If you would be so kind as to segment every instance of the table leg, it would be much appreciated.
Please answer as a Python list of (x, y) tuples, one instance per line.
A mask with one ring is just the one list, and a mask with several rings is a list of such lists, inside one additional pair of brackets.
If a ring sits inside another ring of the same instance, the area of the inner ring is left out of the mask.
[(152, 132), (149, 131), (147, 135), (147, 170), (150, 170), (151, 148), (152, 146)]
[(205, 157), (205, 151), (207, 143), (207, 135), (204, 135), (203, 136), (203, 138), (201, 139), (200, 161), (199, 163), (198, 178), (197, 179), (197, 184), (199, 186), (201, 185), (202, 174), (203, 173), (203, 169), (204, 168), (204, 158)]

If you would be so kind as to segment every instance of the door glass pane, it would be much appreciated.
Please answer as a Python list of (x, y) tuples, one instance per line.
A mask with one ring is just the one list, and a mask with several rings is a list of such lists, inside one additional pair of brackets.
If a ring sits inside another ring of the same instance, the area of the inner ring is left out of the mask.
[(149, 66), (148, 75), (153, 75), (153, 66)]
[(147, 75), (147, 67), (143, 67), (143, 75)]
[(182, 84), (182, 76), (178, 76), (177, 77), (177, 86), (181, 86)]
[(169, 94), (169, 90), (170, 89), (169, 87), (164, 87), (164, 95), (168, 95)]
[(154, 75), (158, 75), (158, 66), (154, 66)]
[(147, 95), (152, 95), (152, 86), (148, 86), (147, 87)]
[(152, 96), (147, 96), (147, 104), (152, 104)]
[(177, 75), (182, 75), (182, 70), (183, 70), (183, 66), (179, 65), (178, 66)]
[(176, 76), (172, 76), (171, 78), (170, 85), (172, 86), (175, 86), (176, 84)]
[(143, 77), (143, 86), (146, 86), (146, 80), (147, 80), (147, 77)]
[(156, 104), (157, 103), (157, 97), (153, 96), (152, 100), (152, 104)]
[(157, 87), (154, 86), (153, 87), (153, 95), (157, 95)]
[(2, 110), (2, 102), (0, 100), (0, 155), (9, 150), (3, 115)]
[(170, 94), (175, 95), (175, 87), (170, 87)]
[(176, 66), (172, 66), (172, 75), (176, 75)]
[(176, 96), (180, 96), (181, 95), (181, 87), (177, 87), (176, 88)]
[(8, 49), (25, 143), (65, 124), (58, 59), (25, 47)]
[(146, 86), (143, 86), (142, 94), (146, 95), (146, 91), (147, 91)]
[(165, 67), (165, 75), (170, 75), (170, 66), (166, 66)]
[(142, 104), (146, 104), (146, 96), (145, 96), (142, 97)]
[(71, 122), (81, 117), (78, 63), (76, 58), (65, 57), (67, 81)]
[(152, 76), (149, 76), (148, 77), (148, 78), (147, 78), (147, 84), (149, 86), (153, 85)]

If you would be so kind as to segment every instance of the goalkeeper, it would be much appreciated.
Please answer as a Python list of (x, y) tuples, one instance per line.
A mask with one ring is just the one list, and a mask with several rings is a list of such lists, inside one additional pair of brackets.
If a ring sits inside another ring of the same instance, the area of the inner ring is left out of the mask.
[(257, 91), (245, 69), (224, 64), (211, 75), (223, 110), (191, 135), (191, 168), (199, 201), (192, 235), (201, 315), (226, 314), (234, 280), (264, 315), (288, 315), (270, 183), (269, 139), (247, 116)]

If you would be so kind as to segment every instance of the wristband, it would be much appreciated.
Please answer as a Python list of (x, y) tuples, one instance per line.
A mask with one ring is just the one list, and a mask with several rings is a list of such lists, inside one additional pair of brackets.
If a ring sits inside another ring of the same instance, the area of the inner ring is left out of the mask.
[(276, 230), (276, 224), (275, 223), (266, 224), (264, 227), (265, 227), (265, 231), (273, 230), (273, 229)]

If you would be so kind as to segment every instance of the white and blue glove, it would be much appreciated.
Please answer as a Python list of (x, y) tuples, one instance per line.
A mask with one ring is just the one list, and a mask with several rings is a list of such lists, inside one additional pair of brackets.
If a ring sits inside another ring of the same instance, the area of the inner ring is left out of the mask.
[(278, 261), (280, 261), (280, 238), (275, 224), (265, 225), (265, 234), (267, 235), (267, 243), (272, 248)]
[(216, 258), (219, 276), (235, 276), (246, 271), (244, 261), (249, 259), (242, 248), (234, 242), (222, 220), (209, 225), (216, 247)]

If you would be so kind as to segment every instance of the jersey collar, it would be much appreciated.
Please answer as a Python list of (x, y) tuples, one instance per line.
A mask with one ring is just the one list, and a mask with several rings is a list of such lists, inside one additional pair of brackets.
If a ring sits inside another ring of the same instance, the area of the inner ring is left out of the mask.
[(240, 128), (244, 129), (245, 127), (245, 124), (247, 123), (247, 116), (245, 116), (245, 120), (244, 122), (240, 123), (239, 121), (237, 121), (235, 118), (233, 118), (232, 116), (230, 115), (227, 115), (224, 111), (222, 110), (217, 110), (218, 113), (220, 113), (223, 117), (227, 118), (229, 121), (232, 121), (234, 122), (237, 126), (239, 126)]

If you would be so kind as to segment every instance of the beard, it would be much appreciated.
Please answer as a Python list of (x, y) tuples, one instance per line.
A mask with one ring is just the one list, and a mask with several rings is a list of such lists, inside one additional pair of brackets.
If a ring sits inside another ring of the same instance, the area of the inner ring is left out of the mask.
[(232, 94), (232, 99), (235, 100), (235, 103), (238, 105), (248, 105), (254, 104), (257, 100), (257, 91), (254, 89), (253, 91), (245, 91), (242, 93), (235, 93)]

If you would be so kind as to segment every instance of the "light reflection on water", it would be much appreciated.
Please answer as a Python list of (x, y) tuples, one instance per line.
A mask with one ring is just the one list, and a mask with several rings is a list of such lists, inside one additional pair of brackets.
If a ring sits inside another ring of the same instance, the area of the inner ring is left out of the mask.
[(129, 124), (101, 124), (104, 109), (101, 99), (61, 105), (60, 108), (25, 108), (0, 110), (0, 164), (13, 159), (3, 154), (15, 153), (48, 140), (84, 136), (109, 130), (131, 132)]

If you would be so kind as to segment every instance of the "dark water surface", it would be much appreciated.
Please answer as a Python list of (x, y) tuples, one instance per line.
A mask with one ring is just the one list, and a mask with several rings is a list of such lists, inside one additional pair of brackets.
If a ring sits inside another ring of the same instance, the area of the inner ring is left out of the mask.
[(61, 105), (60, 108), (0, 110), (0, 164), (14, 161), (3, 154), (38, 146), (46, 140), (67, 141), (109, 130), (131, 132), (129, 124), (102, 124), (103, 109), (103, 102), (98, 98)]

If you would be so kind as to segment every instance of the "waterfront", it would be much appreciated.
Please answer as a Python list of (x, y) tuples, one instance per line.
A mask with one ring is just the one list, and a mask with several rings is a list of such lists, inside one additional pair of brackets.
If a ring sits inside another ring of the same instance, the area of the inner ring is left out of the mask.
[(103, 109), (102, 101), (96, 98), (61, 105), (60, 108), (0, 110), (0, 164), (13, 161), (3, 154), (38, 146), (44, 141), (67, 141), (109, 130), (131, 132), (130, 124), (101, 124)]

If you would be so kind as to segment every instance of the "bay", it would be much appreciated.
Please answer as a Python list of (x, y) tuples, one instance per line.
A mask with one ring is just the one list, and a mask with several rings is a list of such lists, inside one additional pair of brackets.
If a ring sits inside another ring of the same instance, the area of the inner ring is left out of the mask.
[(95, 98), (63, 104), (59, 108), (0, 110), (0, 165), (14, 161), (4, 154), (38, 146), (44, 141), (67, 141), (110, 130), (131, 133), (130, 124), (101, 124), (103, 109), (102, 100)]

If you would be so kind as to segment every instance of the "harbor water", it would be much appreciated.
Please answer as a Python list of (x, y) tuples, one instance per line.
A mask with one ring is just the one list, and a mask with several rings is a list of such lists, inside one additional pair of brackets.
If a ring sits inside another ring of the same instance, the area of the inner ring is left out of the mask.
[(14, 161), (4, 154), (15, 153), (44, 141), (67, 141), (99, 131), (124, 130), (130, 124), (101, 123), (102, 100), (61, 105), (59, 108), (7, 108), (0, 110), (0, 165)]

━━━━━━━━━━━━━━━━━━━━━━━━━━━━━━

### WHAT THIS TASK INVOLVES:
Can you reproduce the records above verbatim, starting at their first line and ending at the line containing "168), (204, 158)]", with both of those lines included?

### WRITTEN REPLY:
If you would be so kind as to segment every instance of the table leg, it would be much appreciated.
Please answer as a Python list of (x, y) tuples, one instance per line.
A mask with one ring is just the one list, and a mask with several rings is a list of such lists, inside one additional pair of brackets.
If a ring sits inside another ring of the same instance, the area of the inner ring is left out of the mask.
[(152, 132), (149, 131), (147, 135), (147, 170), (150, 170), (151, 148), (152, 146)]
[(205, 157), (205, 151), (207, 143), (207, 135), (204, 135), (203, 136), (203, 138), (201, 139), (200, 161), (199, 163), (198, 178), (197, 179), (197, 184), (199, 186), (201, 185), (202, 174), (203, 173), (203, 169), (204, 168), (204, 158)]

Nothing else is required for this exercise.